*Extrait de page*.
........
Le public est un acteur important puisqu’il est amené, selon les États, à élire les législateurs favorables ou non à la peine de mort, à s’exprimer sur l’avenir de cette peine lors de référendums sur la question. Il est donc primordial qu’il soit informé et qu’il se reconnaisse dans les arguments utilisés dans les messages prônant l’abolition de la peine de mort.
La force de ces nouveaux alliés improbables est qu’ils n’ont pas peur de dévoiler les failles de l’appareil judiciaire américain en général, de la peine de mort en particulier, permettant un débat plus ouvert, diversifié et donc plus proche du public américain. La qualité de ces nouveaux alliés et du débat qu’ils engendrent redonne un nouveau souffle au mouvement abolitionniste américain prouvant ainsi que la situation de la question de la peine de mort est bien en train de changer aux États-Unis.

Au Nebraska, une consultation populaire a invalidé à 60 % la décision d’abolir la peine de mort, prise par le Parlement de l’État en mai 2015, tandis que les électeurs californiens ont rejeté pour la deuxième fois consécutive une proposition d’abolition.

Bref aperçu des dernières avancées

Au Connecticut, la Cour suprême de l’État, qui avait aboli la peine de mort pour les nouveaux crimes en 2012, a déclaré en 2015 la peine de mort inconstitutionnelle, dans State of Connecticut v. Eduardo Santiago ; l’abolition s’appliquant ainsi rétroactivement aux détenus condamnés à mort avant 201254. La Cour suprême américaine a, quant à elle, déclaré l’inconstitutionnalité de la peine de mort en Floride dans sa décision Timothy Lee Hurst v. Florida, rendue le 12 janvier 2016. La cour dénonce ici l’inconstitutionnalité des statuts régissant la peine de mort en Floride, notamment le fait qu’ils donnent au juge un pouvoir disproportionné en lui permettant d’outrepasser les recommandations du jury qui ne sont d’ailleurs pas tenus de rendre une décision à l’unanimité lors des condamnations à mort55. Depuis, cette même cour a rappelé à l’ordre l’État d’Alabama, souffrant du même mal que la Floride, en l’enjoignant de reconsidérer ses condamnations à mort à la lumière de Hurst v. Florida. Au Delaware, la Cour suprême de l’État a suivi cette tendance et, en août 2016 (Rauf v. State of Delaware), a déclaré inconstitutionnels les textes régissant la peine de mort dans l’État de Delaware. Enfin, pour clore ce bref aperçu des avancées, le laboratoire pharmaceutique Pfizer fait savoir en 2016 par communiqué officiel qu’il refuse l’utilisation de ses produits dans les protocoles d’injections létales lors d’une exécution.
........
*Enregistrements affichés*.
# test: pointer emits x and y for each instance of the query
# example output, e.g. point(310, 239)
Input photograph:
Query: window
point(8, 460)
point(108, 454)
........
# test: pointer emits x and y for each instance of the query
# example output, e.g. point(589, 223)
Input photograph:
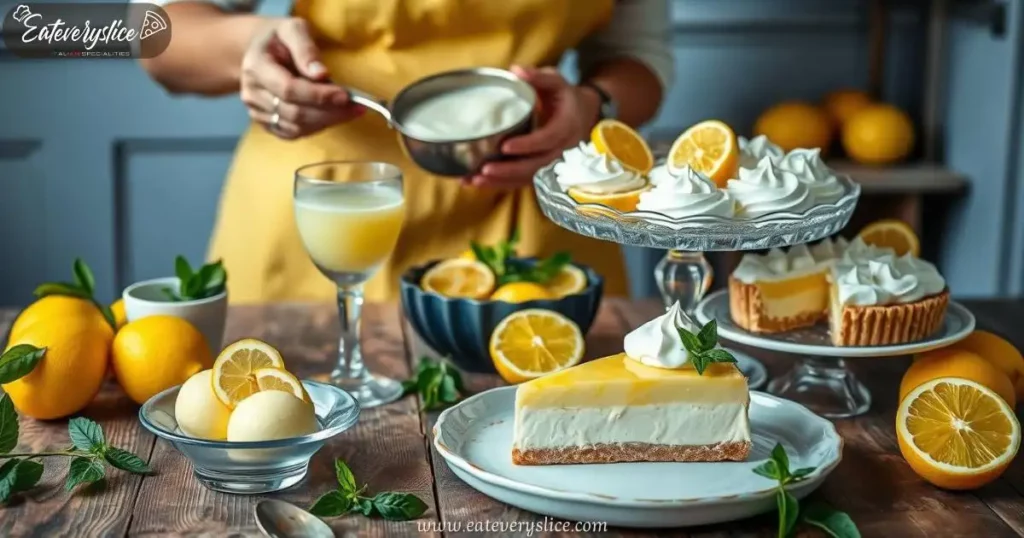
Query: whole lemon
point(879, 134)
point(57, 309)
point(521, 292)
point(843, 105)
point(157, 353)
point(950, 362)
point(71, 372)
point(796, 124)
........
*Travail demandé*. Recopiez fidèlement le passage de l'extrait sur la peine de mort aux États-Unis qui va de « La force de » à « une proposition d’abolition. ».

*Réponse attendue*.
La force de ces nouveaux alliés improbables est qu’ils n’ont pas peur de dévoiler les failles de l’appareil judiciaire américain en général, de la peine de mort en particulier, permettant un débat plus ouvert, diversifié et donc plus proche du public américain. La qualité de ces nouveaux alliés et du débat qu’ils engendrent redonne un nouveau souffle au mouvement abolitionniste américain prouvant ainsi que la situation de la question de la peine de mort est bien en train de changer aux États-Unis.

Au Nebraska, une consultation populaire a invalidé à 60 % la décision d’abolir la peine de mort, prise par le Parlement de l’État en mai 2015, tandis que les électeurs californiens ont rejeté pour la deuxième fois consécutive une proposition d’abolition.